Pruébalo>
Escribe todos los nombres propios que aparecen en el extracto de la página.

Extracto de la página>
——

Muchos hombres incluso pensamos que hasta resultaba positivo que, dentro del universo del fútbol femenino, se empezaran a reproducir algunos comportamientos antropológicamente destinados a los hombres
En un tiempo histórico bastante corto, y gracias, en parte, al auge del deporte femenino, las relaciones entre hombres y mujeres han sufrido una transformación sideral. De hecho, ahora que estoy a medio camino de mi existencia, diría que las dos revoluciones más definitorias que han vivido mis ojos son la cultura virtual de la red y la (práctica) globalización del feminismo. Mientras que ha sido fácil adaptarse a la primera, porque el entretenimiento siempre tiene algo de banal, el intercambio-equilibrio de poder entre hombres y mujeres resulta mucho más difícil de digerir para la mayoría de machos occidentales. Por mucho que nos pese admitirlo y por mucho que la mayoría de mis coetáneos se hagan los deconstruidos, eso de dar un beso a una subordinada en un momento de éxtasis victorioso nos parece una mandanga en la que no hay para tanto. Rubiales puede caernos como el culo, pero su conducta es algo que podríamos haber hecho casi todos.
A su vez, cuando vimos las imágenes (difíciles de averiguar en el detalle, ciertamente) de Mapi León dándole un toquecito al bollo de Caracas y añadiendo el comentario "¿tienes picha"?, a la mayoría de nosotros se nos escapó una sonrisa enternecedora. De hecho, puestos a ser sinceros, muchos hombres incluso pensamos que hasta resultaba positivo que, dentro del universo del fútbol femenino, se empezaran a reproducir algunos comportamientos antropológicamente destinados a los hombres. Pero los cambios revolucionarios representan un cisma moral, y yo entiendo perfectamente que todo lo que a nosotros nos parezca una coña propia de una situación particular, a la mayoría de jóvenes de nuestro entorno cultural se les aparezca como una agresión. Este es un cambio irreversible, e importa un pepino si nos acostumbramos a él o no; de hecho, la gran mutación es que, a la mayoría de mujeres, lo que yo pueda opinar sobre el asunto les suda mucho la pepita.

——

Datos proporcionados>
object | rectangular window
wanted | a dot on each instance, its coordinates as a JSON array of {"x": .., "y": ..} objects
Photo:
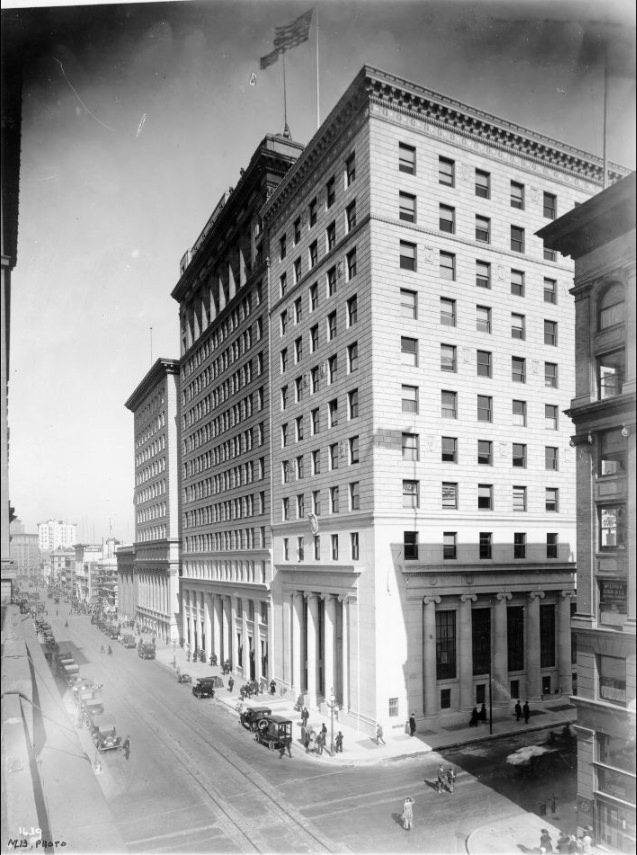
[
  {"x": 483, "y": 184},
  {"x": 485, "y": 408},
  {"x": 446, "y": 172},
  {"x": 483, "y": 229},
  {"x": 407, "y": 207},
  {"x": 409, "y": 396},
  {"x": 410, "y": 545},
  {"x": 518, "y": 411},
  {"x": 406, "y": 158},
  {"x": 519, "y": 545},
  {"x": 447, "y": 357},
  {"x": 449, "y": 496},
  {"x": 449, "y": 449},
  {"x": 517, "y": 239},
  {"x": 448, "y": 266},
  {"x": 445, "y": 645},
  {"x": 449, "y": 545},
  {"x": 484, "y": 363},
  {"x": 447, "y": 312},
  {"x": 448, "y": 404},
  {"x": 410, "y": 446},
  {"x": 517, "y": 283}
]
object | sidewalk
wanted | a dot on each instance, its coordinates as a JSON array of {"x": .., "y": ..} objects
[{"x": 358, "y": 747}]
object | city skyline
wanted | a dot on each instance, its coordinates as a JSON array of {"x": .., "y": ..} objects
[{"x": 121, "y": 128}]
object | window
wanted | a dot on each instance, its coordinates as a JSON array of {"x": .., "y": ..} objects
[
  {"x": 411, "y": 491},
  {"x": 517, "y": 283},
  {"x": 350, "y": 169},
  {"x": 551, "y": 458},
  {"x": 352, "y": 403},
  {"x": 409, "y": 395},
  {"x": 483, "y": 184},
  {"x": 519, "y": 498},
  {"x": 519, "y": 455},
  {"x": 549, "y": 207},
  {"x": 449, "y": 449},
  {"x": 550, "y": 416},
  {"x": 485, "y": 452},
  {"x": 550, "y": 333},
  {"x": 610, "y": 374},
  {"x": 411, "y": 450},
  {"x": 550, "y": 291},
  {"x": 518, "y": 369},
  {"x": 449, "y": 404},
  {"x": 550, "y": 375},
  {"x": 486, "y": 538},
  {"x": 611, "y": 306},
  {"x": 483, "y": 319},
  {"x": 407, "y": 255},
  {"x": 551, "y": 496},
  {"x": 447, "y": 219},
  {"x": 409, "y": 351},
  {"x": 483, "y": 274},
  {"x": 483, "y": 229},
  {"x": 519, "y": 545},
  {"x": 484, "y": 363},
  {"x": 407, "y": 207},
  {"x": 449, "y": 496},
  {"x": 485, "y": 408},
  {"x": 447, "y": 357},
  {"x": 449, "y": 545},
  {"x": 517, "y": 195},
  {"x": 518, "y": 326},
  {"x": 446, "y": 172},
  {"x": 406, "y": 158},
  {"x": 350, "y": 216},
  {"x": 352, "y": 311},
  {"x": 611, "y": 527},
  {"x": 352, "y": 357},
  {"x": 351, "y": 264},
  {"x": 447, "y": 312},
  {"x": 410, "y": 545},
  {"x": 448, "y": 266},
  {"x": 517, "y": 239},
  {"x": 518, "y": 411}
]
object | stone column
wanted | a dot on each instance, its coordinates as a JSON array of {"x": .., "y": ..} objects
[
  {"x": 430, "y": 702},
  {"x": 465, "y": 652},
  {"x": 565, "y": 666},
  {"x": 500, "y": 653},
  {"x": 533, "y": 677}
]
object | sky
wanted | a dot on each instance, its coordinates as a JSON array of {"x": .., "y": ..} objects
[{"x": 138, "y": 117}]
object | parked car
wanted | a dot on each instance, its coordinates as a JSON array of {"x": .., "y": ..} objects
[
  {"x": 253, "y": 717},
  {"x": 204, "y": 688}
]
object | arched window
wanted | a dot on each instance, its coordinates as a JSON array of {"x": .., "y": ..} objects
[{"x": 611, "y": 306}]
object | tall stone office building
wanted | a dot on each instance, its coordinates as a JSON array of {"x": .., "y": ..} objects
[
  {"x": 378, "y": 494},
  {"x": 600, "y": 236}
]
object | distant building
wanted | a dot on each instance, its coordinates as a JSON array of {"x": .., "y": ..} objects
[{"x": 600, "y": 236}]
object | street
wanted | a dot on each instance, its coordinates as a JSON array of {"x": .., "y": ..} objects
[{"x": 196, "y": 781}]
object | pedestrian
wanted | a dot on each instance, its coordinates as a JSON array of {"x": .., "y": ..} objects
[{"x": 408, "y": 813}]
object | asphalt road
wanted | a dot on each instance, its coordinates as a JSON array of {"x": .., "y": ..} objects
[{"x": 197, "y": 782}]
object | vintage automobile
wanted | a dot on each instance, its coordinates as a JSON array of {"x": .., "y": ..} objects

——

Resultado del ejercicio>
Rubiales, Mapi León y Caracas.